En este momento de la historia religiosa los cristianos deben afirmar que el judaísmo sigue desempeñando un papel singular y distintivo por sí mismo en el proceso general de la salvación humana. A pesar de la herencia bíblica que comparten, y de la profunda deuda de Jesús hacia el fariseísmo, el judaísmo y el cristianismo evolucionaron como dos religiones esencialmente distintas. Cada una de ellas pone el acento en aspectos diferentes, aunque complementarios, de la religiosidad humana. Este es el punto de vista que han sostenido teólogos judíos como Arthur Cohen y Hans Jonas, para quienes cualquier referencia a una tradición judeocristiana representa una distorsión de la realidad. En el transcurso de la historia, el judaísmo y el cristianismo han desarrollado un ethos propio basado en experiencias comunitarias diferentes. Un auténtico diálogo entre ellos, y una reflexión teológica significativa sobre su relación, debe comenzar con un claro reconocimiento de esta diferencia.

-*-

INSTRUCCIONES:
a) En el texto sobre judaísmo y cristianismo, ¿qué dos teólogos judíos se mencionan como defensores de ese punto de vista?
b) Retoma el texto sobre judaísmo y cristianismo justo después de su última oración.

EXTRACTO DE DATOS:
-*-

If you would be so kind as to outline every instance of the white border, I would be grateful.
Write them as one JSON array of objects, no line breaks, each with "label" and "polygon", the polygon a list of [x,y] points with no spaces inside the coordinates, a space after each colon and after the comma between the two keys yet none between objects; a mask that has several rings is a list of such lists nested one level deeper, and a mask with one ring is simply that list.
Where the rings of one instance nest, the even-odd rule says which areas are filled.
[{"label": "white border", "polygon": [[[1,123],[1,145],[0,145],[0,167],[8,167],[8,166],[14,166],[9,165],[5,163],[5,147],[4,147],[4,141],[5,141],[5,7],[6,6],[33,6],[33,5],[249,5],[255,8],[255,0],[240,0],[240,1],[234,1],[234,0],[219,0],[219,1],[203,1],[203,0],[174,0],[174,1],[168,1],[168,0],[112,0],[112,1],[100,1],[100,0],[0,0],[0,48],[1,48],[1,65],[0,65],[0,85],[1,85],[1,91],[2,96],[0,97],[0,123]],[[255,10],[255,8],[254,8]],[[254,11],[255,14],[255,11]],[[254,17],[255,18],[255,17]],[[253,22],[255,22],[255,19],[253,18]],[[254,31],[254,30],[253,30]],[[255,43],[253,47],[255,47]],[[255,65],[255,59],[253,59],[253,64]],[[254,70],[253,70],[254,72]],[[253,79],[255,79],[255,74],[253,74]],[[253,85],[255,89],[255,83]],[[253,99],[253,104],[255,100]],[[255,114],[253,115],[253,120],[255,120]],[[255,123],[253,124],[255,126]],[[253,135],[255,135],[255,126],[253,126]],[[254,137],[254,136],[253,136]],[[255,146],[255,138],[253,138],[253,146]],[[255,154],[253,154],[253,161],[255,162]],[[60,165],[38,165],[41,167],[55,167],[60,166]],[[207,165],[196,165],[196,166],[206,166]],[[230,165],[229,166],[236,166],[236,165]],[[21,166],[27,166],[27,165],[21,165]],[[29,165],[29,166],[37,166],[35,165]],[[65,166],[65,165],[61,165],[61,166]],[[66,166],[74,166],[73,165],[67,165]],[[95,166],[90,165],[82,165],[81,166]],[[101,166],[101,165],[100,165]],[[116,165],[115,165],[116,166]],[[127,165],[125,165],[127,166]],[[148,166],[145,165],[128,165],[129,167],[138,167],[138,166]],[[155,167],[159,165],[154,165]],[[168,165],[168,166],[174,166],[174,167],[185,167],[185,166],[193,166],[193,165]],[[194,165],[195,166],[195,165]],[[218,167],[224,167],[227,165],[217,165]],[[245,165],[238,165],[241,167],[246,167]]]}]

-*-

LAS RESPUESTAS:
a) Arthur Cohen y Hans Jonas.

b)
El sentido de pueblo, de salvación en y a través de la comunidad, es central en la fe judía de alianza. El judaísmo ha estado siempre profundamente convencido de que ningún individuo particular puede alcanzar la salvación hasta que toda la familia humana haya llegado a ese sagrado momento. Ni siquiera los fariseos -los más ardientes campeones del individualismo dentro del judaísmo hasta la Ilustración- podían concebir la resurrección personal antes de que el reino pleno de Dios haya llegado para todos. La realidad religiosa fundamental para el judaísmo fue la alianza entre Dios y el pueblo de Israel. Este era el barómetro para evaluar la vida de fe de Israel, incluyendo algunos severos juicios que a través de los años pronunciaron los profetas. Por eso es tan significativo que últimamente algunos teólogos hayan retornado a la centralidad de la alianza del Sinaí al construir sus cristologías. Es este un rasgo especialmente loable en algunos teólogos de la liberación como Gustavo Gutiérrez y José Míguez Bonino, a pesar de algunos defectos muy serios que existen en otros aspectos de su presentación del judaísmo y su continuada relación con el cristianismo.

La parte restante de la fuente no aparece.